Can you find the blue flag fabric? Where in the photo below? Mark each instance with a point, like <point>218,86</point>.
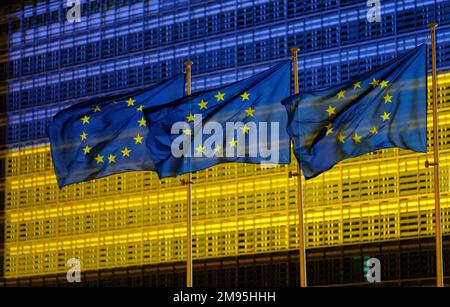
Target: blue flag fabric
<point>106,136</point>
<point>242,122</point>
<point>384,108</point>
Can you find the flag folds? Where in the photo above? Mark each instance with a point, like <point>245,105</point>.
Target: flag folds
<point>106,136</point>
<point>384,108</point>
<point>241,122</point>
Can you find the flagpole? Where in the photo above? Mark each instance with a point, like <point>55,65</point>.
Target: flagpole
<point>301,227</point>
<point>437,193</point>
<point>188,182</point>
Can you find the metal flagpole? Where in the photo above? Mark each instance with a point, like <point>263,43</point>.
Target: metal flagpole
<point>188,182</point>
<point>437,193</point>
<point>301,227</point>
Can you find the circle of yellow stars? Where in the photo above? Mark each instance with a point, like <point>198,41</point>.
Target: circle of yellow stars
<point>341,95</point>
<point>125,152</point>
<point>220,97</point>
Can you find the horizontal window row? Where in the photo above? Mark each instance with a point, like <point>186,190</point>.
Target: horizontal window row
<point>31,184</point>
<point>317,39</point>
<point>252,15</point>
<point>139,246</point>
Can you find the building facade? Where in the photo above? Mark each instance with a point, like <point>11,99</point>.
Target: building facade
<point>130,229</point>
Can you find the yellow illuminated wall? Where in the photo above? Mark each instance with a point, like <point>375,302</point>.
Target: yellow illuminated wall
<point>134,218</point>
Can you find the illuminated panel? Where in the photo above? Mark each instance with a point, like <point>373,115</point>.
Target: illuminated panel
<point>135,219</point>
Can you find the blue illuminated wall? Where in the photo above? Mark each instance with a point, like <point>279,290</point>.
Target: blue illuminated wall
<point>125,44</point>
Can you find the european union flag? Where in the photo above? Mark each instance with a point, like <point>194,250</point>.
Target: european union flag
<point>106,136</point>
<point>381,109</point>
<point>242,122</point>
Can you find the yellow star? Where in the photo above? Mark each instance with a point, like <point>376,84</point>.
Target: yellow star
<point>83,136</point>
<point>233,143</point>
<point>126,152</point>
<point>384,84</point>
<point>142,122</point>
<point>249,112</point>
<point>385,116</point>
<point>387,98</point>
<point>220,96</point>
<point>356,138</point>
<point>329,131</point>
<point>331,111</point>
<point>375,83</point>
<point>99,159</point>
<point>138,139</point>
<point>190,118</point>
<point>130,102</point>
<point>200,149</point>
<point>245,129</point>
<point>111,158</point>
<point>245,96</point>
<point>203,104</point>
<point>86,149</point>
<point>85,119</point>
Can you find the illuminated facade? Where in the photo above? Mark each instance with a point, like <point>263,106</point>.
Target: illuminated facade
<point>240,212</point>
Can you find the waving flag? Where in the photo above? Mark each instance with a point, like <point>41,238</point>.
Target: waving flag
<point>382,109</point>
<point>106,136</point>
<point>242,122</point>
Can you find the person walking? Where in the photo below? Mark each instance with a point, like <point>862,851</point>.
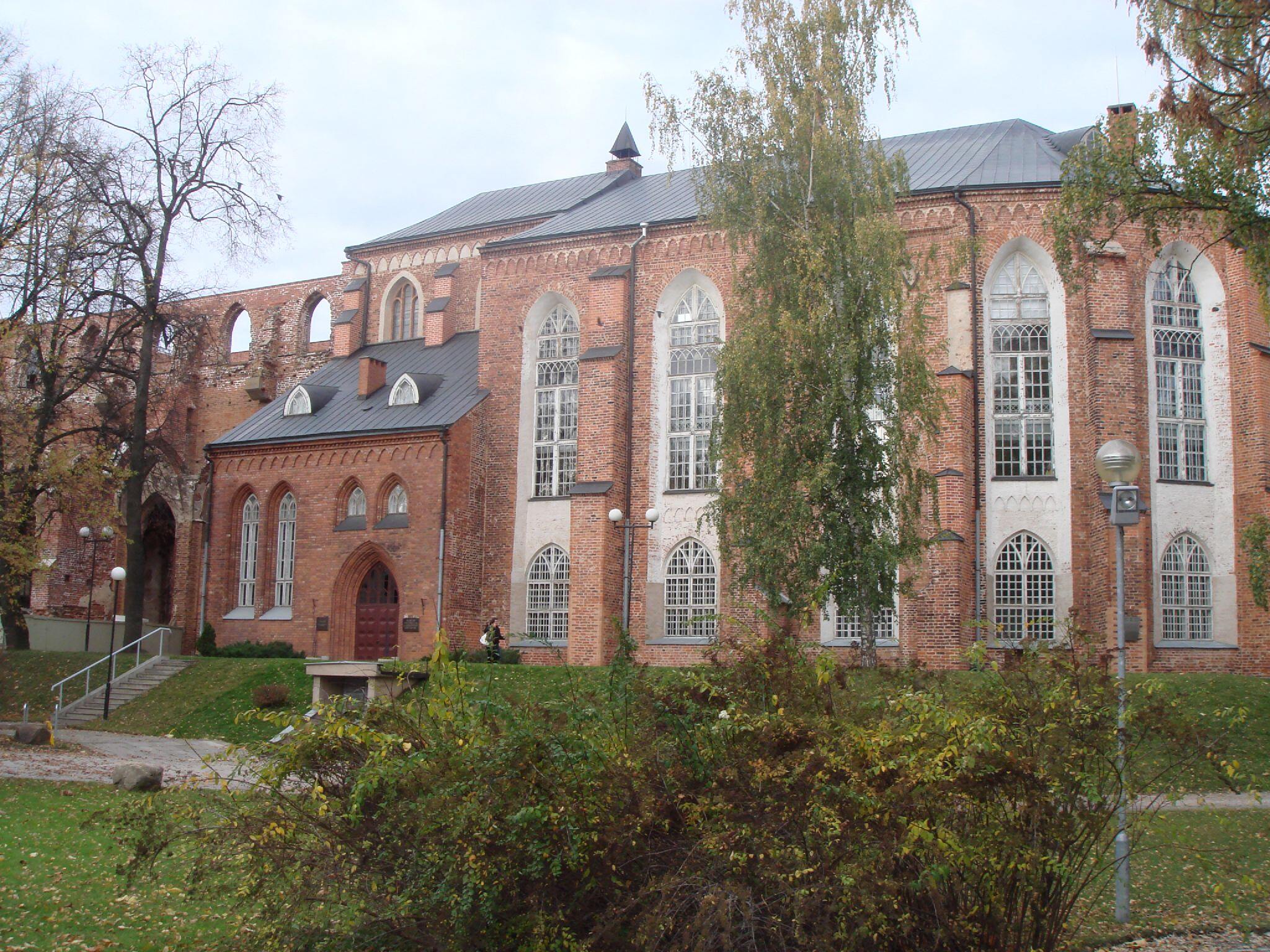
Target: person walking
<point>492,638</point>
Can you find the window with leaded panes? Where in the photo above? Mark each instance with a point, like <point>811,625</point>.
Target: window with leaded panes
<point>1023,409</point>
<point>548,592</point>
<point>691,592</point>
<point>249,532</point>
<point>694,361</point>
<point>556,404</point>
<point>1181,433</point>
<point>285,574</point>
<point>1023,589</point>
<point>1186,592</point>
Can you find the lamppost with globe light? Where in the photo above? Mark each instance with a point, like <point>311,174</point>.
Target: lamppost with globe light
<point>615,516</point>
<point>117,575</point>
<point>106,535</point>
<point>1119,462</point>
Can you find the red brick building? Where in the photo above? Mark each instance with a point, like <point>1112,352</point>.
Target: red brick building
<point>502,375</point>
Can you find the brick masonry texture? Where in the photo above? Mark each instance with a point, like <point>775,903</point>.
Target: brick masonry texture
<point>471,471</point>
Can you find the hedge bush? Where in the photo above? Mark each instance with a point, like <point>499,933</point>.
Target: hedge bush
<point>769,801</point>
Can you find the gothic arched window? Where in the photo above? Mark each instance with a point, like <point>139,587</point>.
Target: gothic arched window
<point>1186,591</point>
<point>694,361</point>
<point>1023,409</point>
<point>548,593</point>
<point>691,592</point>
<point>1181,446</point>
<point>556,404</point>
<point>1024,591</point>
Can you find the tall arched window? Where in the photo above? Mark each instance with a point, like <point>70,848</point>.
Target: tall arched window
<point>556,404</point>
<point>1023,413</point>
<point>548,617</point>
<point>398,500</point>
<point>1181,446</point>
<point>319,322</point>
<point>691,592</point>
<point>357,501</point>
<point>1024,591</point>
<point>241,334</point>
<point>404,312</point>
<point>1186,591</point>
<point>251,539</point>
<point>285,574</point>
<point>694,361</point>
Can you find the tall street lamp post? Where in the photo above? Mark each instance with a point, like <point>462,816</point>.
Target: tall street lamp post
<point>117,575</point>
<point>1119,462</point>
<point>615,517</point>
<point>104,536</point>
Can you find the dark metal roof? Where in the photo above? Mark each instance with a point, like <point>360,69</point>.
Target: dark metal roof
<point>346,415</point>
<point>624,146</point>
<point>1011,152</point>
<point>506,206</point>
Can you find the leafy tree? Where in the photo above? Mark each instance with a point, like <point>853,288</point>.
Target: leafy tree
<point>1201,154</point>
<point>190,164</point>
<point>825,386</point>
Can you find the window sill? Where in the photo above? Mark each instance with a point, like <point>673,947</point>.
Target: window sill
<point>855,643</point>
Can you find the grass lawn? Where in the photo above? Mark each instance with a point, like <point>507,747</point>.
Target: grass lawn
<point>59,891</point>
<point>1197,870</point>
<point>203,700</point>
<point>27,676</point>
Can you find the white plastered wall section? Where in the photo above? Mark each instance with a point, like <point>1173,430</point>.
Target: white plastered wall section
<point>541,522</point>
<point>1203,511</point>
<point>1042,507</point>
<point>681,512</point>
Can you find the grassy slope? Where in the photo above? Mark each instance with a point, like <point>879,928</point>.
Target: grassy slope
<point>205,699</point>
<point>27,676</point>
<point>56,891</point>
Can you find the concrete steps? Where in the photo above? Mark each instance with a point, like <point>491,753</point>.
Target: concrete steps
<point>127,687</point>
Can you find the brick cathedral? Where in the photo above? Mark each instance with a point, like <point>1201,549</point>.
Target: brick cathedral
<point>436,434</point>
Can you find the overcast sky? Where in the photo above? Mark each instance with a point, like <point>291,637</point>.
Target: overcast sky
<point>398,110</point>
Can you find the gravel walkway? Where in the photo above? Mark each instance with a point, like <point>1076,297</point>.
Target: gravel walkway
<point>1225,941</point>
<point>97,753</point>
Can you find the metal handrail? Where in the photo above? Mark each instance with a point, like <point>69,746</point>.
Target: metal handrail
<point>87,671</point>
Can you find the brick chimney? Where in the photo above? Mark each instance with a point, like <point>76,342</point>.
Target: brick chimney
<point>371,376</point>
<point>624,152</point>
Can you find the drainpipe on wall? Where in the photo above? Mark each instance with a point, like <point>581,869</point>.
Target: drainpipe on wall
<point>974,369</point>
<point>207,542</point>
<point>441,535</point>
<point>630,426</point>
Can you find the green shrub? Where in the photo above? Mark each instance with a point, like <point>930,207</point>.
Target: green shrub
<point>765,803</point>
<point>271,695</point>
<point>257,649</point>
<point>206,644</point>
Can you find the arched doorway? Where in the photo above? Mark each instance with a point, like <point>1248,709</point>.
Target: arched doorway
<point>376,632</point>
<point>159,547</point>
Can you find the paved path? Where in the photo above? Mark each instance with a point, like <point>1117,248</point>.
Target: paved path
<point>198,760</point>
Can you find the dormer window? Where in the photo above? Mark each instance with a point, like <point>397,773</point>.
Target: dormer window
<point>298,404</point>
<point>404,391</point>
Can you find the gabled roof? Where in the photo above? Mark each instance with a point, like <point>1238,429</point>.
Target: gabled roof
<point>345,414</point>
<point>1003,154</point>
<point>506,206</point>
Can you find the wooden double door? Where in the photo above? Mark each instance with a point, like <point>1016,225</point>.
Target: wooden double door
<point>378,616</point>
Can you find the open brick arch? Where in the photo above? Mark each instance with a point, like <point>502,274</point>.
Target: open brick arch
<point>349,582</point>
= = =
The problem - Update the lines starting at the one that contains "Can you find the gabled" and continuing through the last line. Replace "gabled roof" with "pitched roof" and leave everything else unchanged.

Expected answer -
Can you find the pitched roof? Where in the photo above? Mark each instance with a point, like <point>1238,429</point>.
Target: pitched roof
<point>345,414</point>
<point>1003,154</point>
<point>506,206</point>
Can you find the wooden double door? Where in the photo above? Mark each instance with a point, like <point>1016,225</point>.
Target: wooden double door
<point>378,616</point>
Can you find the open brick arch? Where in the photo above? Mark each instance with a point, like <point>502,274</point>.
Target: open brick arch
<point>349,582</point>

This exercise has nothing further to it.